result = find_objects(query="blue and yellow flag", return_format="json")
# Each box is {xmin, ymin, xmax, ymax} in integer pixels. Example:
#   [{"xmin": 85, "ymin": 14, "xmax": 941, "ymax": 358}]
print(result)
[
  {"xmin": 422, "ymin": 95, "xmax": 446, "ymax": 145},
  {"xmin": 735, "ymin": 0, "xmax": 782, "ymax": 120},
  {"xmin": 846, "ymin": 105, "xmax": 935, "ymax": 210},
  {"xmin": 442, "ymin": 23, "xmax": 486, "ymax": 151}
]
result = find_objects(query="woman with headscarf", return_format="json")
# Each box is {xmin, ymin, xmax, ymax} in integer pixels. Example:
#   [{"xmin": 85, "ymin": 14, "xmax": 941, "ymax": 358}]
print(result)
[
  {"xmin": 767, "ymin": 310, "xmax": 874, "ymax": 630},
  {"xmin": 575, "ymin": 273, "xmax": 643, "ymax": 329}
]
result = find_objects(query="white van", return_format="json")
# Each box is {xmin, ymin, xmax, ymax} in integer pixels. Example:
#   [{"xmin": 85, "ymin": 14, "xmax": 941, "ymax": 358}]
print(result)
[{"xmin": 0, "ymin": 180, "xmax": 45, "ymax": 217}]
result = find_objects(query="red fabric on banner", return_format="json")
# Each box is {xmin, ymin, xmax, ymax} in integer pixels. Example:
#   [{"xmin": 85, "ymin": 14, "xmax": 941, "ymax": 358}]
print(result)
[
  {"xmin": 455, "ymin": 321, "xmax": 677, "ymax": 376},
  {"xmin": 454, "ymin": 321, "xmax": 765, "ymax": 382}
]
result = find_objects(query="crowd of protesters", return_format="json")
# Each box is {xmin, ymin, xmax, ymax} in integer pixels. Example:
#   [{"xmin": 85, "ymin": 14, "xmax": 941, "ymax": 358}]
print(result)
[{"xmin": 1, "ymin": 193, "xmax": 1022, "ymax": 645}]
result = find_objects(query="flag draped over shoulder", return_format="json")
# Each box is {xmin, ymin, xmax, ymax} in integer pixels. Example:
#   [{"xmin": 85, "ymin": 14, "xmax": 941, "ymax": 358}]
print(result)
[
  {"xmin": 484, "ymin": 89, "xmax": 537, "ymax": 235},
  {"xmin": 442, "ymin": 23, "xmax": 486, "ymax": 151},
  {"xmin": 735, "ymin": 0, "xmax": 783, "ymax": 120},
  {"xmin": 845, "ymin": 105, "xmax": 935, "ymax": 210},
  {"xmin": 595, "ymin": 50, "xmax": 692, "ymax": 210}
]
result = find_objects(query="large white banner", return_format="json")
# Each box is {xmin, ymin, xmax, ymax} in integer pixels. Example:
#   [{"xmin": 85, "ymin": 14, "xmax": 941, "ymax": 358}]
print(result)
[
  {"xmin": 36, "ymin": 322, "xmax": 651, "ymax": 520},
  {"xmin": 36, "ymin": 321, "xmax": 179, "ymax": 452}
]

______________________________

Problem requirements: A single figure is the whole answer: the number of lines in the material above that contain "query".

Written response: 7